▶ Data extracts
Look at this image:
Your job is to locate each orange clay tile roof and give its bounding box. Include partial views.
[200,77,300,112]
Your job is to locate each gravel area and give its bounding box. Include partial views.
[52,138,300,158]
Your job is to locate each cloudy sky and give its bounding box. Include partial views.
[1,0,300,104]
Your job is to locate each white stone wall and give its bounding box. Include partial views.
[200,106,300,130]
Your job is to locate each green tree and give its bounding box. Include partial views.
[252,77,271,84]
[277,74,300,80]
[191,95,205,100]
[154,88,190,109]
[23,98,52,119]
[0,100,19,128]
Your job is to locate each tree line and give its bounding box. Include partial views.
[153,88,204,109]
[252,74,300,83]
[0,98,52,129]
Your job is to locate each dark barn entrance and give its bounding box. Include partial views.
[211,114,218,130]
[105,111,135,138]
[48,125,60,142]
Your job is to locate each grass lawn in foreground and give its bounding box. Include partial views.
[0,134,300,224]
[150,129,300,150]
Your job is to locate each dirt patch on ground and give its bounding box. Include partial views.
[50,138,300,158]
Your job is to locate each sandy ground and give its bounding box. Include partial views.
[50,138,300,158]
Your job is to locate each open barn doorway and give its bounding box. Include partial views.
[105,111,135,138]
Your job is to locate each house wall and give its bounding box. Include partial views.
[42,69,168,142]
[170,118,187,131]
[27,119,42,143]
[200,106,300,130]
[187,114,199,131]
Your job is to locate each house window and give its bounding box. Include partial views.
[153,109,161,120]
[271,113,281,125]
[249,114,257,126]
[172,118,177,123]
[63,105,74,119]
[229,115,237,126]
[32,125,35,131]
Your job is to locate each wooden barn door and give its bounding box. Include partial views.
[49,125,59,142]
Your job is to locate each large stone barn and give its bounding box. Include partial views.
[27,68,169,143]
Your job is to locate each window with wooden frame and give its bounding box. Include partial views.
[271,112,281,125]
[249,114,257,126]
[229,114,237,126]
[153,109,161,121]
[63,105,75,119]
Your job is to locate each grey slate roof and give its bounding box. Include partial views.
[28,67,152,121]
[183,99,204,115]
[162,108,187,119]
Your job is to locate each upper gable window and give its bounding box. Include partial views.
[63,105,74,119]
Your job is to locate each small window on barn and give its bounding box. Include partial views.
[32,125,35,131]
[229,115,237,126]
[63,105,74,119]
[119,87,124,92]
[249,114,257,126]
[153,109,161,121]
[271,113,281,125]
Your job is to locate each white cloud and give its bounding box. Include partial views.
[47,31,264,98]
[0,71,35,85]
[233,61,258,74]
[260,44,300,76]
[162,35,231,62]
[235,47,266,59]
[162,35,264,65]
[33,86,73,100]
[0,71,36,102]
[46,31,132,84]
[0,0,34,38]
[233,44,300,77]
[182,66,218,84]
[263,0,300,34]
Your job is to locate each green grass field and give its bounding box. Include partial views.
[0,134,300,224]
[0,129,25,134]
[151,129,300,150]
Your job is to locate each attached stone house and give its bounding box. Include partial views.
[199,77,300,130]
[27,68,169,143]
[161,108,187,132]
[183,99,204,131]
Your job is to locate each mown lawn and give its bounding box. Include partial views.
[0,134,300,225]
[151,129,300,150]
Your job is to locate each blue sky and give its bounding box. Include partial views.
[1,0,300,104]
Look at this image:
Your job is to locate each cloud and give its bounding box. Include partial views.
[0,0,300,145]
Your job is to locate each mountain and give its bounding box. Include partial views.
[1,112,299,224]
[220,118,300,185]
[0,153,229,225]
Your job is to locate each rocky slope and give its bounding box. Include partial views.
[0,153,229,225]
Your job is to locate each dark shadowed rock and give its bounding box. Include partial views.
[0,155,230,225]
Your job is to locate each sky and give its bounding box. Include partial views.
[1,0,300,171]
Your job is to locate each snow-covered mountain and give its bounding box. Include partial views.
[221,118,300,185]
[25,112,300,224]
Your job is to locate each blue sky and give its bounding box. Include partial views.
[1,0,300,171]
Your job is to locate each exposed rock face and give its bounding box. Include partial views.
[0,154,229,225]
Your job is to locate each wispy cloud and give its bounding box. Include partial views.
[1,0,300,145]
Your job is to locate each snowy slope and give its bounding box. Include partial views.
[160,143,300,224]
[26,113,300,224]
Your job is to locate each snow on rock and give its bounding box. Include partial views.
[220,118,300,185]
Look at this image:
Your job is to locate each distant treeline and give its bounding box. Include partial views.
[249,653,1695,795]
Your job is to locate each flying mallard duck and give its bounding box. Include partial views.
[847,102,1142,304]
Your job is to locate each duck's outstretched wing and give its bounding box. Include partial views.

▶ Required work
Reproduce the entries exactly, dropping nothing.

▶ Exercise output
Look at this image:
Your job is to locate each orange clay tile roof and give its bounding box. Include partial views.
[200,77,300,112]
Your job is to locate each gravel area and give its bounding box. Include partial views.
[52,138,300,158]
Your job is to locate each cloudy sky and give its bounding box. Include partial views.
[1,0,300,104]
Your job is to locate each white stone wall and give its bounding box. Include partial views.
[200,106,300,130]
Your job is to locate each green tree and give its bounding box. Include partial views.
[252,77,271,84]
[277,74,300,80]
[191,95,205,100]
[154,88,190,109]
[23,98,52,119]
[0,100,19,128]
Your job is to locate each tree line and give its bounding box. Include partial views.
[153,88,204,109]
[252,74,300,83]
[0,98,52,129]
Your job is to locate each dark barn entrance and give its bounding box. Include partial views.
[211,114,218,130]
[105,111,135,138]
[48,125,60,142]
Your job is to locate each grass lawn in foreground and give its bounding box. Include partial views.
[0,134,300,224]
[150,129,300,150]
Your job is to locate each dirt patch on ground and give its bounding box. Include partial views.
[50,138,300,158]
Your job is to locate each sandy ground and give its bounding box. Include partial views.
[50,138,300,158]
Your job is to locate each open barn doorway and give its bounding box. Include partial views.
[105,111,135,138]
Your job is to locate each house wall and give its bounding box. Include partial views.
[42,69,168,142]
[170,118,187,131]
[27,119,42,143]
[200,106,300,130]
[187,114,199,131]
Your job is to locate each house window and give its bounding box. Include partial views.
[153,109,161,120]
[271,113,281,125]
[249,114,257,126]
[172,118,177,123]
[63,105,74,119]
[229,115,237,126]
[32,125,35,131]
Your job is to locate each wooden barn door and give its bounding box. Include partial views.
[49,125,59,142]
Your job is to locate each large stone barn and give its bounding box. Include partial views.
[27,68,169,143]
Your job is to locate each window with wooden frame and give its bounding box. Include partial views.
[271,112,281,125]
[249,114,257,126]
[229,114,237,126]
[153,109,161,121]
[63,105,75,119]
Your job is to locate each grey slate roof and give its bounding box. Include partial views.
[28,67,152,121]
[183,99,204,115]
[162,108,187,119]
Your job is to locate each upper gable window and give its bounding box. Include partial views.
[63,105,74,119]
Your job is to locate each small window on barn and give its bounding box. Include partial views.
[32,125,35,131]
[229,115,237,126]
[63,105,74,119]
[119,87,124,92]
[249,114,257,126]
[153,109,161,121]
[271,113,281,125]
Your job is to locate each white cloud and give its bounding box. Include partial views.
[47,31,264,98]
[0,71,35,85]
[233,61,258,74]
[260,44,300,76]
[162,35,231,62]
[235,47,266,59]
[162,35,264,65]
[33,86,73,100]
[0,71,36,102]
[46,31,132,84]
[0,0,34,38]
[233,44,300,77]
[182,66,218,84]
[263,0,300,34]
Your job is to locate each green grass field and give its bounding box. Include partial views.
[0,134,300,224]
[0,129,25,134]
[151,129,300,150]
Your job is to locate each attached stone house and give its bounding box. Include partial views.
[199,77,300,130]
[27,68,169,143]
[161,108,187,132]
[183,99,204,131]
Your job is to locate each mown lawn and give its bounding box. Include partial views.
[0,134,300,225]
[151,129,300,150]
Your job is to locate each blue sky and give its bounding box. Include partial views.
[1,0,300,104]
Look at this image:
Your job is to locate each cloud and give its bounding box. Include partial views.
[0,0,300,145]
Your job is to locate each mountain and give its bounding box. Include partial views.
[1,112,299,224]
[220,118,300,185]
[0,153,229,225]
Your job is to locate each rocky slope and give its bounding box. Include partial views.
[0,153,229,225]
Your job is to locate each dark shadowed rock and give its bounding box. Include partial views.
[0,155,230,225]
Your job is to locate each sky and give its bounding box. Include partial views.
[1,0,300,171]
Your job is to locate each snow-covered mountain and give its bounding box. Include partial views.
[221,118,300,185]
[25,112,300,224]
Your job is to locate each blue sky and give its bounding box. Include partial views.
[1,0,300,171]
Your job is to locate each exposed rock face and give its bounding box. Include partial views.
[0,154,229,225]
Your job is to locate each wispy cloud and give its bounding box. Include partial views.
[1,0,300,145]
Your job is to locate each snowy slope and give its bounding box. Include partial views.
[160,143,300,224]
[26,113,300,224]
Your job is to locate each snow on rock and give its bounding box. Include partial views.
[220,118,300,185]
Look at this image:
Your job is to locate each distant treeline and give its bounding box. Include partial views.
[249,653,1695,795]
Your job is to locate each flying mallard duck and give its bounding box. Include partial views.
[847,102,1142,304]
Your job is to locate each duck's outstretched wing and give its bounding box. Include partial views.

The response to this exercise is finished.